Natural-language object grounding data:
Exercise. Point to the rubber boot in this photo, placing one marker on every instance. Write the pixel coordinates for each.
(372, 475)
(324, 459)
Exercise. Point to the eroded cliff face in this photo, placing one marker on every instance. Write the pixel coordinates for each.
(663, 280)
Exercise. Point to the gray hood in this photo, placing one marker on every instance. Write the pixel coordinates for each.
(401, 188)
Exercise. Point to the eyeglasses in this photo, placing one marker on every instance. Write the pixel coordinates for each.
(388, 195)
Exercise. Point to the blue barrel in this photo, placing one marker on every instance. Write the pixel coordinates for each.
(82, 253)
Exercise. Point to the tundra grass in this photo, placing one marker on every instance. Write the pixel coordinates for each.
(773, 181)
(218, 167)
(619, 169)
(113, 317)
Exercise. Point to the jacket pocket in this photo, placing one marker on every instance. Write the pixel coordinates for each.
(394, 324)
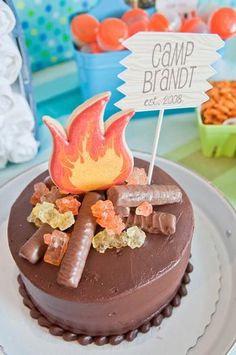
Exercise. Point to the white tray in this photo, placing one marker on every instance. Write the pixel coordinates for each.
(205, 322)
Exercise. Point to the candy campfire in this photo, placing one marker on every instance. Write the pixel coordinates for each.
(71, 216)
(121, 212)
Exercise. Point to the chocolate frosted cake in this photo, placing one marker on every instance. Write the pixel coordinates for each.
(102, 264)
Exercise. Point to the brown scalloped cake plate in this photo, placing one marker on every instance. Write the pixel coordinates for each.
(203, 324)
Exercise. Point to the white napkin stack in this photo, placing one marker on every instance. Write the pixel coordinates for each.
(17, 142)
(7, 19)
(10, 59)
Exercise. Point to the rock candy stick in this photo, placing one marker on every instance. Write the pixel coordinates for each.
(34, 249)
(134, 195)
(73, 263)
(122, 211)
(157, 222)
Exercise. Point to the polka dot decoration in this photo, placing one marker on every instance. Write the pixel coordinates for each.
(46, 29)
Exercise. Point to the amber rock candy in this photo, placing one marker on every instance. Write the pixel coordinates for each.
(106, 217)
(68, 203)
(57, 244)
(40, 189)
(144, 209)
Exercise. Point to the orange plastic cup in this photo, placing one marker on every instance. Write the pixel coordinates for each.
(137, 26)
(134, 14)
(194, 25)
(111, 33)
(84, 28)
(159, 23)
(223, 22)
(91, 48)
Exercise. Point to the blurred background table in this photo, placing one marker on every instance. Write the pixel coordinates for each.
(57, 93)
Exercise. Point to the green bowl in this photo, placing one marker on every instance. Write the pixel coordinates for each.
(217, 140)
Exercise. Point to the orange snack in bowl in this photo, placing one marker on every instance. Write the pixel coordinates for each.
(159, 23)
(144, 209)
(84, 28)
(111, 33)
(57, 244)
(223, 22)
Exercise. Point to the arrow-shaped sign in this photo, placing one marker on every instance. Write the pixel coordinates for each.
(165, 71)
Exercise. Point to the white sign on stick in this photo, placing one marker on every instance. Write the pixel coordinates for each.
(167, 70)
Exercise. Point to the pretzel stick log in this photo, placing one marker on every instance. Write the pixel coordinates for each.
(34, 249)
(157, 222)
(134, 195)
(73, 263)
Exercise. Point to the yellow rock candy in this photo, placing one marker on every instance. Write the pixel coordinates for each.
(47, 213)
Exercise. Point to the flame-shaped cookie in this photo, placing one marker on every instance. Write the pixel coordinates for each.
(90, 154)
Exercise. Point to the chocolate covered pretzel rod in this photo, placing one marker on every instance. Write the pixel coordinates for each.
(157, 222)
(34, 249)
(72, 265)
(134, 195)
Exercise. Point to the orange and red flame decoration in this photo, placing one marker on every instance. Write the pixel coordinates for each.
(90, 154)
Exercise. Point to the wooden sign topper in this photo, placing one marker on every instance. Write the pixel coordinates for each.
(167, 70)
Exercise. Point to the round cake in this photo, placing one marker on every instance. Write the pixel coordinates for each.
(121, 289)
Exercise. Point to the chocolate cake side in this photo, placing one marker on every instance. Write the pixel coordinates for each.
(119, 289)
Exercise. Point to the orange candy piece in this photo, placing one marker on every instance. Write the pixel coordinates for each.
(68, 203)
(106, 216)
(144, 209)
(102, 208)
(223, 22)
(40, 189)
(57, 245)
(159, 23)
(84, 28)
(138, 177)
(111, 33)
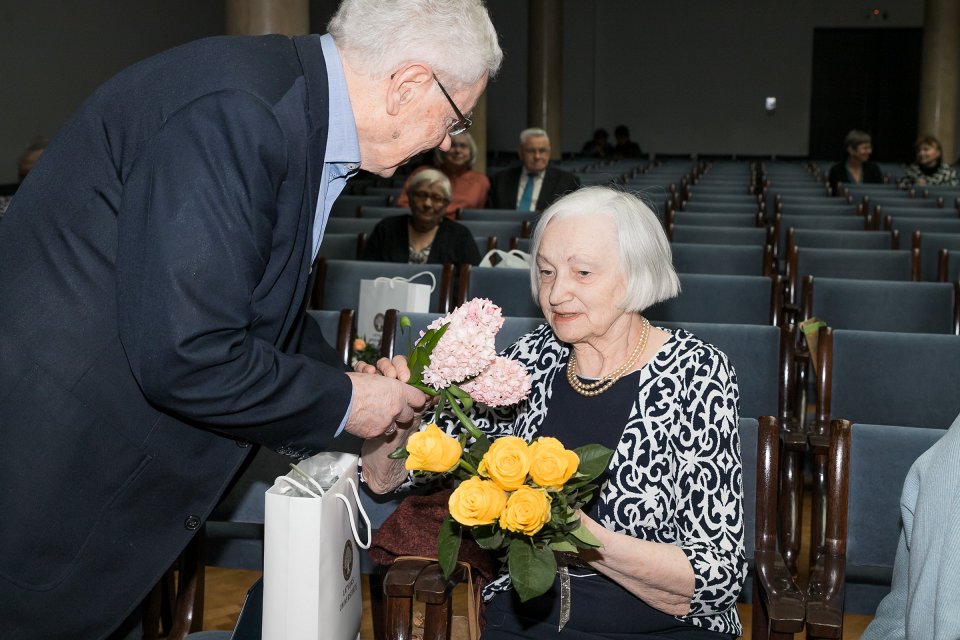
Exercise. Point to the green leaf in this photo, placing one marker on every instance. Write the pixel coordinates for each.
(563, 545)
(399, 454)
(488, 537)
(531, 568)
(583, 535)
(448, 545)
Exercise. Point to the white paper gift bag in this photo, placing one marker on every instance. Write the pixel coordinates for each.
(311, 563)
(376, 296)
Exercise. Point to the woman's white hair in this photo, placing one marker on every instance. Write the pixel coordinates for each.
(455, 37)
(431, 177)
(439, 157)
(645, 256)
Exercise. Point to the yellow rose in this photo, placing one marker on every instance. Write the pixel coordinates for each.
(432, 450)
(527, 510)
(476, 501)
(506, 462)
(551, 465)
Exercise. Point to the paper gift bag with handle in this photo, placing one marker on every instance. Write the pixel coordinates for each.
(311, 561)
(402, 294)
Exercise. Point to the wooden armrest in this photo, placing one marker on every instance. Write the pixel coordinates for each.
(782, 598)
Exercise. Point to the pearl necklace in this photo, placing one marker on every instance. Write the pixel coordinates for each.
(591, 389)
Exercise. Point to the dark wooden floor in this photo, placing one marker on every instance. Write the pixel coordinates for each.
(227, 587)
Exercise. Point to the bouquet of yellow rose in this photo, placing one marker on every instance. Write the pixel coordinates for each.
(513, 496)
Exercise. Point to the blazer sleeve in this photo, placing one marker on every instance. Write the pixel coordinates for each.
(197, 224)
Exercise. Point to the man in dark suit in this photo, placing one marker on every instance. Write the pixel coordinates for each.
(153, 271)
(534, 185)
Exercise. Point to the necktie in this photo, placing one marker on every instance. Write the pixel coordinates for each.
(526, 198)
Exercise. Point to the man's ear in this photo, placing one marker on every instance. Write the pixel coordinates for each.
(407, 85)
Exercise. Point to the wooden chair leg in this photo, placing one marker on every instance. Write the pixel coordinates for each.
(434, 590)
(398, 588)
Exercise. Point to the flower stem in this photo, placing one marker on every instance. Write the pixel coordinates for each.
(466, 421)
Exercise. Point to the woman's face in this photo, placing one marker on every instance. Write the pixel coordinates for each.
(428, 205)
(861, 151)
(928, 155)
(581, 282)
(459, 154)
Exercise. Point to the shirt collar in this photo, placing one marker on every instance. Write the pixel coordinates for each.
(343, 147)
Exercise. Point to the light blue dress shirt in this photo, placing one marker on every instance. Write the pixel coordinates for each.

Problem description:
What is wanted is the line containing "Exercise. Point to the man's" and every line after it through the last line of the entries, printed exactly.

Solution to the exercise:
Exercise. Point to the man's ear in this photo, placing one marker on every instance. Write the pixel coordinates for each.
(407, 85)
Exercise. Point to the wooden chair leg in this photo, placing one marker on every instance. Write the pixel coordinates for each.
(434, 590)
(398, 588)
Exercise. Point to the flower stem in this photo, placing one marker on every instance. Write the pixel coordinates for each.
(466, 421)
Exercise. Point to the woman's face in this photo, placing one marker on every instance. Write the pixel coordinates for each.
(428, 205)
(861, 151)
(928, 155)
(581, 282)
(459, 154)
Exercise. Point to the shirt collar in this photo, placing one marker on every instance. Write the pixel coordinates for each.
(343, 147)
Exercise. Point to the light blue dress shirt in this photo, placing one marker on every instance. Write the pixel coordinates for each.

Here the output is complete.